And now, suddenly, they don’t have that control and dominance anymore. Fundagelicals don’t handle ambiguity or loss of privilege very well, and they really don’t like seeing that their input is no longer required for the rest of us to live our lives happily and meaningfully. We’re no longer asking them for that input, or welcoming it. It’s little wonder that they’re losing their shit over polyamory just like they did over LGBT people living their lives authentically and openly.
A Final Word.
To the people reading this piece who still, somehow, for some reason, think they have some kind of right to tell other adults how they’ll conduct their private relationships, I’ll say this: you already know polyamorous people. Just like women who’ve had abortions, just like LGBTQ people, just like atheists, they walk among you. They may even sit beside you at church. You might even think very highly of that person. So be aware of what you’re saying about someone else’s private choices. Just as even I’m perceptive enough to notice the switcheroo in the “gay marriage is just like X” argument, I’m sure poly folks have noticed as well that suddenly they’re being put into the variable just like pedophiles and beast-lovers were once. And that’s not okay.
There are only a few questions we need to concern ourselves with here when we see a relationship pinging our radar like Ramius’ sub in The Hunt for Red October:
* Is everybody involved 18+?

__Check your understanding__
[A] Translate this sentence from the polyamory text into Spanish: "They may even sit beside you at church."
[B] Pick up the polyamory text where it stops and keep writing.

(Text-to-region grounding data)

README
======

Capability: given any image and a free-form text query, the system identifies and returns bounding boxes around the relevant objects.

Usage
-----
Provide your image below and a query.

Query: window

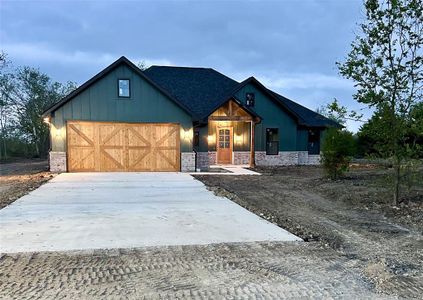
[194,130,200,147]
[266,128,279,155]
[307,129,320,154]
[118,79,131,98]
[245,93,256,107]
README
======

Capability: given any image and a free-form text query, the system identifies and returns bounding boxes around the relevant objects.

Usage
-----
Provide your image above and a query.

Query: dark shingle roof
[144,66,340,127]
[144,66,239,118]
[268,90,341,127]
[43,56,341,127]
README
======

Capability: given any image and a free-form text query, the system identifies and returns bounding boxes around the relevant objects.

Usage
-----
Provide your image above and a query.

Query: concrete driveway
[0,173,300,253]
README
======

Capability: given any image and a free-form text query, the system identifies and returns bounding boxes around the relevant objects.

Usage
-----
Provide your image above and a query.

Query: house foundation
[49,151,67,173]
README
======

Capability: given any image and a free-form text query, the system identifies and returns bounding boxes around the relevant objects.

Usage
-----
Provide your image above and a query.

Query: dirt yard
[197,167,423,298]
[0,162,423,299]
[0,159,54,209]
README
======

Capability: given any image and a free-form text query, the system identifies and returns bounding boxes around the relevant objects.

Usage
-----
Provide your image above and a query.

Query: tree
[338,0,423,205]
[0,51,11,159]
[322,128,355,179]
[0,67,75,156]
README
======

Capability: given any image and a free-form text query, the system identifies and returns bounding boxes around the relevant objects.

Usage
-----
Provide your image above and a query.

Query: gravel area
[0,242,387,299]
[197,167,423,298]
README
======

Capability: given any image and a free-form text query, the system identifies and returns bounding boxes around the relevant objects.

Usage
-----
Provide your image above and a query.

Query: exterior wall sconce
[54,128,62,138]
[183,129,192,140]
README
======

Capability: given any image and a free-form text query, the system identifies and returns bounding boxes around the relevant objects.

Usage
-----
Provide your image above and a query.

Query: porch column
[250,120,256,168]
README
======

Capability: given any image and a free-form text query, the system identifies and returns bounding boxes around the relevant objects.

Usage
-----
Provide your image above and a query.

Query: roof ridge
[145,65,216,71]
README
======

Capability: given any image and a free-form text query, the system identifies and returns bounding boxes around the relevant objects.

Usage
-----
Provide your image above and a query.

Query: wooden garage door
[67,121,180,172]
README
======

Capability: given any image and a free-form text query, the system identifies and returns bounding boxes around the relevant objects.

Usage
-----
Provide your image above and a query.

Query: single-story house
[43,57,339,172]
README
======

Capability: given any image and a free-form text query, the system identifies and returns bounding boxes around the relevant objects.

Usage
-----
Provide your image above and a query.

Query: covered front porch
[194,99,260,170]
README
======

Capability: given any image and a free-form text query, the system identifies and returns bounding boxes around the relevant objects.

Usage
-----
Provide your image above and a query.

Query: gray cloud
[0,0,362,129]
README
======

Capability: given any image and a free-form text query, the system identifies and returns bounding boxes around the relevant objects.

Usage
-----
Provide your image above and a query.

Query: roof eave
[42,56,198,119]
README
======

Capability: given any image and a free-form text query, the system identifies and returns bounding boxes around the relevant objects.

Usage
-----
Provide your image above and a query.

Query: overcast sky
[0,0,368,131]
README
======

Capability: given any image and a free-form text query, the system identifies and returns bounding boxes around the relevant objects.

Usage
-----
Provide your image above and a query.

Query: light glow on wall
[207,134,216,144]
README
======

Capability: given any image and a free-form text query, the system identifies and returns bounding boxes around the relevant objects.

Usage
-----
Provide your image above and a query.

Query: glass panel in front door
[219,129,231,148]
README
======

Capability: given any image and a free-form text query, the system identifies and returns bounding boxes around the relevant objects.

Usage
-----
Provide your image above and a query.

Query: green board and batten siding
[235,84,302,151]
[51,65,192,152]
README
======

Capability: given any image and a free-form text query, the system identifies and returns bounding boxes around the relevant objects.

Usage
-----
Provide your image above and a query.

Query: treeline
[0,52,76,160]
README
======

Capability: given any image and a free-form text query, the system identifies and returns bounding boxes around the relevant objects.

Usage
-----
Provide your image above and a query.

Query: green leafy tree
[0,67,75,156]
[338,0,423,205]
[321,128,355,179]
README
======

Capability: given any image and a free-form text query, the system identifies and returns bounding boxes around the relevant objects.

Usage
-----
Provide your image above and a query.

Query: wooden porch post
[250,120,256,168]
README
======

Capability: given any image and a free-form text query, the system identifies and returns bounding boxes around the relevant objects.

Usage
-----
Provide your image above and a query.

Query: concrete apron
[0,173,301,253]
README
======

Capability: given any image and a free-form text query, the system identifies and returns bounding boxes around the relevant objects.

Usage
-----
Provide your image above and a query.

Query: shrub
[322,128,356,179]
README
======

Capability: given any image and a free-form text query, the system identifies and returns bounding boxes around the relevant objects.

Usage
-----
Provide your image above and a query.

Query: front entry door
[217,127,232,164]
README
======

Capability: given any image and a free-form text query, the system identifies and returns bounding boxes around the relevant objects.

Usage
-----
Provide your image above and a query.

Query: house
[43,57,339,172]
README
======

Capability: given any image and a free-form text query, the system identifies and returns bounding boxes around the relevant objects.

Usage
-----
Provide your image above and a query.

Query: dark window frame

__Results for each task__
[A] Puede que incluso se sienten a tu lado en la iglesia.

[B]
* Is everybody there of his or her own free will?
* Do we lack signs of direct (physical/emotional/sexual/abandonment) abuse that would require legal intervention to protect anybody being victimized?
If those three things check out “yes,” then the affair in question is none of our goddamned business (and you might notice that religious-nut groups practicing polygamy miss on all three counts depressingly often). Even if we don’t like the relationship, even if we’re not okay with the kind of sex going on there, even if we feel that it’s just too dramatic for words, even if we’re uncomfortable with knowing it exists–if nobody’s being legally-actionably hurt and everybody’s of-age and consensually there, then it’s not any of my business what they do, or Christians’ business either.
“Mind your own damned business” may well become the cardinal virtue of the new millennium.
A pity Jesus never really talked about that, but I suspect that even if he had, that would have just quickly become one of the “optional” verses.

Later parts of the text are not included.